** START DOCUMENT TEXT **
28

(edit, 9 years later... hello smart contract developers, I know that's why you're here lol)

What is the fastest algorithm for finding the square root of a number?

I created one that can find the square root of "$987654321$" to $16$ decimal places in just $20$ iterations

I've now tried Newton's method as well as my own method (Newtons code as seen below)

What is the fastest known algorithm for taking the second root of a number?

My code for Newton's Method (*Edit: there was an error in my code, it is fixed in the comments below):

    a=2   //2nd root
    b=97654321   //base
    n=1   //initial guess
    c=0   //current iteration (this is a changing variable)
    r=500000   //total number of iterations to run
    while (c<r) 
    {
        m = n-(((n^a)-b)/(a*b))  //Newton's algorithm
        n=m
        c++;
        trace(m + "  <--guess   ...   iteration-->  " + c)
    }
  • 7
    Your attempt with Newton's method sounds unrealistic: Newton / Heron has quadratic convergence. Even starting with $x_0=1$ gives an error $<10^{-24}$ after 20 iterations. – Hagen von Eitzen Feb 06 '13 at 06:55
  • Have you seen these methods ? http://en.wikipedia.org/wiki/Methods_of_computing_square_roots – Thomas Feb 06 '13 at 07:09
  • I'm not sure what I did wrong... the method I was using that I thought was Newtons method took about 200,000 iterations and did come up with the right answer haha.... hmm – Albert Renshaw Feb 06 '13 at 07:20
  • Added my algorithms code if any programmers wanna take a crack at it and show me my flaw – Albert Renshaw Feb 06 '13 at 07:22
  • 1
    Jeez, you couldn't be bothered to compare your code with Hagen's answer yourself? You need a*n instead of a*b in the denominator. –  Feb 06 '13 at 07:26
  • I'm sorry I hadn't seen it yet! – Albert Renshaw Feb 06 '13 at 07:27
  • a*n worked great! I must have read the algorithm wrong when I was writing this code O:) – Albert Renshaw Feb 06 '13 at 07:28
  • I know this is a mathematics forum, not a programming one, but speed is going to depend on how you write the code, as much as on the formulas you use. Optimized code will run faster than than the obvious implementation, even if it ostensibly does more arithmetic or uses more iterations. And some algorithms are easier to optimize than others. In short, counting arithmetic operations and iterations is only part of the story. The Babylonians and Newton didn't have computers, so this issue didn't arise, for them :-) – bubba Feb 06 '13 at 11:18
  • 2
    check out this post on SO http://stackoverflow.com/questions/295579/fastest-way-to-determine-if-an-integers-square-root-is-an-integer It shows the fastest way to find the square root and to check if it an integer or not. – Jeel Shah Feb 06 '13 at 11:27
  • Enter a positive number: 1987654321 Iterative Step 1 = 3.31276e+08 Iterative Step 2 = 1.10425e+08 Iterative Step 3 = 3.68084e+07 Iterative Step 4 = 1.22695e+07 Iterative Step 5 = 4.08999e+06 Iterative Step 6 = 1.36376e+06 Iterative Step 7 = 455882 Iterative Step 8 = 155824 Iterative Step 9 = 62978.6 Iterative Step 10 = 45031.4 Iterative Step 11 = 44583.1 Iterative Step 12 = 44583.1 Converged Value = 44583.1 Program ended with exit code: 0 –  Dec 24 '14 at 00:01
  • 1
    LOL — lately I've been getting so many views on this question I asked back in 2013 and I was wondering why... today while programming solidity I needed a cheap square root and was using babylonian method then wondered if there was a more efficient way, googling brought me back to my own question. I can now conclude almost everyone in this recent view surge is fellow smart contract developers trying to get cheap square roots on the blockchain hahah. Hello world! – Albert Renshaw Jan 14 '22 at 06:15

8 Answers8

24

If you use Halley's method, you exhibit cubic convergence! This method is second in the class of Householder's methods.
** END DOCUMENT TEXT **
** START RAW DATA **
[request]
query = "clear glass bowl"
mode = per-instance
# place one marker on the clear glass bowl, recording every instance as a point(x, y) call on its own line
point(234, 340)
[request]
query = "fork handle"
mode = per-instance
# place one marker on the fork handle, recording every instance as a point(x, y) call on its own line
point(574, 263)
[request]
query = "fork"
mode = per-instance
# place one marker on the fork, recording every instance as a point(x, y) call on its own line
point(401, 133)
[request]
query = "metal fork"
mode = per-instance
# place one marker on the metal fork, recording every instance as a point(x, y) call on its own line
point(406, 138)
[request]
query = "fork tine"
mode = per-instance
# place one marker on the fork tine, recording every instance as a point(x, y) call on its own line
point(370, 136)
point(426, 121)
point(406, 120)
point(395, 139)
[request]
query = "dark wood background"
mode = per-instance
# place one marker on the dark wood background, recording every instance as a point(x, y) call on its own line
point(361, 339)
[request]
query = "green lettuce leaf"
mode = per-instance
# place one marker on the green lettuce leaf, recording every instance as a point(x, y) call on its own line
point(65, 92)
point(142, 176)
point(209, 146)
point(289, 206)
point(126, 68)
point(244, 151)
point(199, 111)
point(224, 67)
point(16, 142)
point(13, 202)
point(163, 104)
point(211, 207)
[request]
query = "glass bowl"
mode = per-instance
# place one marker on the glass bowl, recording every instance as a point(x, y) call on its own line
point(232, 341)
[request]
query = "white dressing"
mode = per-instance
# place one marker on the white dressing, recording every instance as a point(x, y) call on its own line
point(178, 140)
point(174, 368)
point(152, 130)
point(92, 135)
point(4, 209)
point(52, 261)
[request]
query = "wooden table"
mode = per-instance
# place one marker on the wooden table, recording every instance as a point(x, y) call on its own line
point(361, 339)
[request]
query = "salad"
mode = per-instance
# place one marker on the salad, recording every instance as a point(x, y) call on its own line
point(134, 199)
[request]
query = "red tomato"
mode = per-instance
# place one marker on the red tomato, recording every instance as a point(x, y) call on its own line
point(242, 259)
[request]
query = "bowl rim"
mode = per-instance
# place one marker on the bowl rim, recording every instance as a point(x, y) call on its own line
** END RAW DATA **
** START RAW DATA **
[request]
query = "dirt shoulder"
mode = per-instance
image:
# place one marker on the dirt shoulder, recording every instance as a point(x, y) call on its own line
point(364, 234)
** END RAW DATA **
▶ [SET TASKS]
- a) Answer these questions using the square root thread:
(i) To how many decimal places, and in how many iterations, did the asker's own method find the square root of 987654321?
(ii) According to one comment, what should replace a*b in the denominator of the asker's code?
(iii) Which method does the answer say exhibits cubic convergence?
- b) Repeat the part of the square root thread that starts at "I've now tried" and ends at "a changing variable)", copying it precisely.
Answer from the text alone and not from the lines.

▶ [THE ANSWERS]
- a)
(i) To 16 decimal places in 20 iterations.
(ii) a*n should replace a*b.
(iii) Halley's method.

- b)
I've now tried Newton's method as well as my own method (Newtons code as seen below)

What is the fastest known algorithm for taking the second root of a number?

My code for Newton's Method (*Edit: there was an error in my code, it is fixed in the comments below):

    a=2   //2nd root
    b=97654321   //base
    n=1   //initial guess
    c=0   //current iteration (this is a changing variable)